• _Text block_:
----------------

Tang Contemporary Art presents the exhibition Ritual, Trauma, and Allegory, featuring eight artists with their own unique sensibilities, from across the globe to promote progressive contemporary art. This group exhibition reveals how painting can achieve rebirth through "destructive rituals", "archaeology of trauma", and "allegorical resistance". By focusing on their radical explorations of the materiality of painting, cultural identity, and existential dilemmas, it showcases not only the reflexive experiments of the painting medium but also the poetic stitching of the wounds of civilization.

When: 25 March – 10 May 2025
Where: Tang Contemporary Art, 10/F H Queen’s, 80 Queen’s Road Central, Hong Kong


Supper Club 2025

Image Courtesy of Supper Club

Partnering with HART as Lead Event and Programme Partner, Supper Club is an alternative art event showcasing a curated selection of artworks and experimental performances from galleries across the globe, including PALAS (Sydney), BANGKOK CITYCITY GALLERY (Bangkok), Sultana (Paris), BROWNIE Project (Shanghai), The Drawing Room (Manila), CYLINDER (Seoul), and more.

When: 24 March – 30 March 2025
Where: Supper Club, 9/F and 11/F H Queen’s, 80 Queen’s Road Central, Hong Kong


Robert Indiana: The Shape of the World

Image Courtesy of Pace Gallery

Pace Gallery introduces an exhibition of work by Robert Indiana: The Shape of the World, an exhibition of work by celebrated American artist Robert Indiana (1928-2018). The exhibition includes important sculpture, paintings, and prints from throughout Indiana’s career, showcasing the graphic visual vocabulary that made him one of the most inventive and enduring figures in the history of American art.

When: 25 March – 9 May 2025
Where: Pace Gallery, 12/F H Queen’s, 80 Queen’s Road Central, Hong Kong


Will St. John

Image Courtesy of Saatchi Yates

Saatchi Yates, a London-based gallery, will be presenting the debut solo exhibition in Asia for Will St. John (b. 1983, Harrisburg, Pennsylvania, USA). The New York-based artist merges classical realism with contemporary narrative, exploring beauty, transformation, and art history in the digital age. With a seamless fusion of the uncanny, his paintings introduce strange and unexpected elements into the realm of classical figuration— juxtaposing opulent, meticulously rendered coempositions with otherworldly details that disrupt expectations and heighten their dreamlike quality.

When: 24 March – 6 April 2025
Where: Saatchi Yates, 15/F H Queen’s, 80 Queen’s Road Central, Hong Kong


Lee Kuang-Yu: Sculpting the Void

Image Courtesy of Asia Society Hong Kong Center

This exhibition not only marks Lee’s first large-scale solo exhibition in Hong Kong, but also signifies the multidimensional intersection of his works with modern architecture and natural environments. The unique atmosphere of the Asia Society Hong Kong Center breathes new life into the artworks, offering the audience a layered and immersive aesthetic experience.

----------------

• _Extracted data_:
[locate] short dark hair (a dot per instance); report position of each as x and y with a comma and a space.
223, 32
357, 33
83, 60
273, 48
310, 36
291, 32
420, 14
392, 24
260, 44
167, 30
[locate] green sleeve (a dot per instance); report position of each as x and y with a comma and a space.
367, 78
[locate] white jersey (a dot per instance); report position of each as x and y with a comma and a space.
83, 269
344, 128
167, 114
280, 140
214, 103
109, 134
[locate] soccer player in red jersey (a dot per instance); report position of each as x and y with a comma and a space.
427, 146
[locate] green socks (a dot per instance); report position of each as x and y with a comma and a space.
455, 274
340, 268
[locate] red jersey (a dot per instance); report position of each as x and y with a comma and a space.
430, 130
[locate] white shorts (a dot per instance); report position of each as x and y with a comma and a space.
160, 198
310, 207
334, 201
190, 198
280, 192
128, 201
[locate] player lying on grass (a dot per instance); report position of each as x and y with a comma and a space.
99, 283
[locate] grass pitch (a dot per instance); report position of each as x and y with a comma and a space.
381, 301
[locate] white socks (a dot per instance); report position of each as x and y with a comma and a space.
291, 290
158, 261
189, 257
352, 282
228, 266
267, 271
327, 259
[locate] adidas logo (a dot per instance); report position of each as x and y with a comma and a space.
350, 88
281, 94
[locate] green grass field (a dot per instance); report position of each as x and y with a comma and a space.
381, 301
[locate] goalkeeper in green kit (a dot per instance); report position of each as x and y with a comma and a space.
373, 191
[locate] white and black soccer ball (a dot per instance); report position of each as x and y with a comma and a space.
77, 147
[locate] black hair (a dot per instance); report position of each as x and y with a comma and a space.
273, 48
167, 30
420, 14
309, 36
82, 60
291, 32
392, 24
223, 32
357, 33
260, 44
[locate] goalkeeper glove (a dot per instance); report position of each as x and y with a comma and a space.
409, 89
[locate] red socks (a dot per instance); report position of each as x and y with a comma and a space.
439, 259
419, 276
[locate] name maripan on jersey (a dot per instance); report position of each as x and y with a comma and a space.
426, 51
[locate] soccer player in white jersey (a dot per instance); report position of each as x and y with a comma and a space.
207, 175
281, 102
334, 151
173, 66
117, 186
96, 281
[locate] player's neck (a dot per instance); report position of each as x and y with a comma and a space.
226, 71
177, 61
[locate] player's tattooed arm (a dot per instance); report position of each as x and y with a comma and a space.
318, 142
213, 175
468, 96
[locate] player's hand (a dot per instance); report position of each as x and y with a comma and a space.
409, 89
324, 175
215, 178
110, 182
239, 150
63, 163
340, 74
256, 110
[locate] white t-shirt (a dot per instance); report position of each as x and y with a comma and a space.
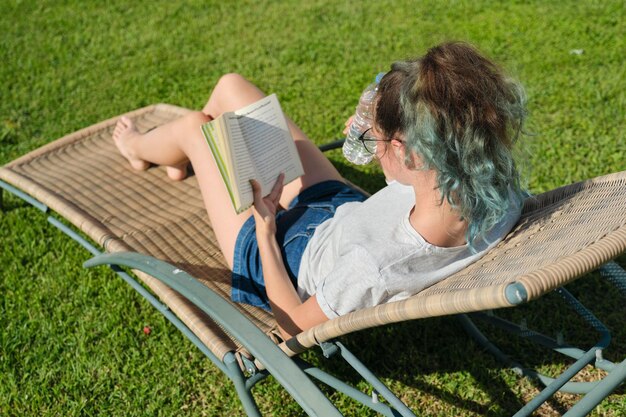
369, 254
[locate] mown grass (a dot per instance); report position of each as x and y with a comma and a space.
71, 340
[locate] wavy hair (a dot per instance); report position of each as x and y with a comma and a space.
461, 115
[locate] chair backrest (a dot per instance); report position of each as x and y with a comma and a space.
561, 235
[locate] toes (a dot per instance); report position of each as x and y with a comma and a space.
178, 172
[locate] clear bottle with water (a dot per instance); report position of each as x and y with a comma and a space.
353, 149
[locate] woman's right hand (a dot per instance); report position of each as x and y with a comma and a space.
348, 123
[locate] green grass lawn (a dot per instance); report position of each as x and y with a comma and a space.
71, 340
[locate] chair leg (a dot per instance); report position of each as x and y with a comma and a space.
239, 380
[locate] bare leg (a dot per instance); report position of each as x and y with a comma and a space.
181, 140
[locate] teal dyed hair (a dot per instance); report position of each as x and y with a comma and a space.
457, 111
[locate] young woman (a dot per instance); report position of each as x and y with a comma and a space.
443, 132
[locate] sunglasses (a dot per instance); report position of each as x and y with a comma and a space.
369, 141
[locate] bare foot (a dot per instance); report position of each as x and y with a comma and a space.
124, 133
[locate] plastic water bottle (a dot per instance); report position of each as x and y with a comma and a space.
353, 149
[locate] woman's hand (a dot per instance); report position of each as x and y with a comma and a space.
265, 208
348, 123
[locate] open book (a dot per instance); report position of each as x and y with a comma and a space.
252, 143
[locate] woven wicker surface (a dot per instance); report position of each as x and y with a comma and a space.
562, 234
83, 178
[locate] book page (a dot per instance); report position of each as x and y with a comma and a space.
253, 143
269, 143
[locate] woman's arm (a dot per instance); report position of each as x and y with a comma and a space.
292, 315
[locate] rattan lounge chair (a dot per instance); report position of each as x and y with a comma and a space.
160, 230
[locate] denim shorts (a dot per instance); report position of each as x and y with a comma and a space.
295, 226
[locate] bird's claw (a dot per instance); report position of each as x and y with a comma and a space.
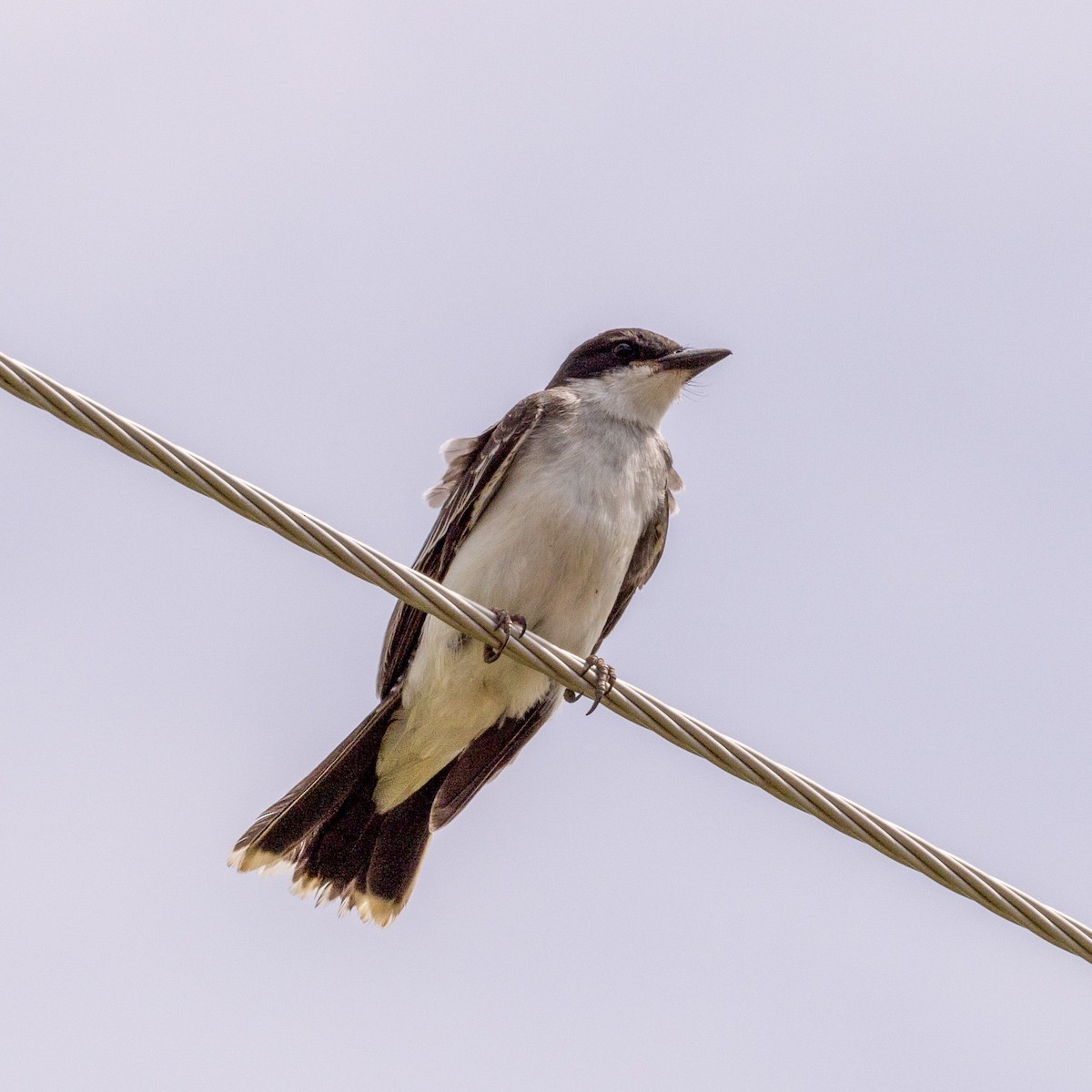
605, 678
505, 622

----------------

• _Instructions to follow_: Reproduce the passage of the Hong Kong exhibition listings that opens with the words "Lee Kuang-Yu: Sculpting" and closes with "immersive aesthetic experience.", swapping "large-scale" for "major".

• _Output for this task_:
Lee Kuang-Yu: Sculpting the Void

Image Courtesy of Asia Society Hong Kong Center

This exhibition not only marks Lee’s first major solo exhibition in Hong Kong, but also signifies the multidimensional intersection of his works with modern architecture and natural environments. The unique atmosphere of the Asia Society Hong Kong Center breathes new life into the artworks, offering the audience a layered and immersive aesthetic experience.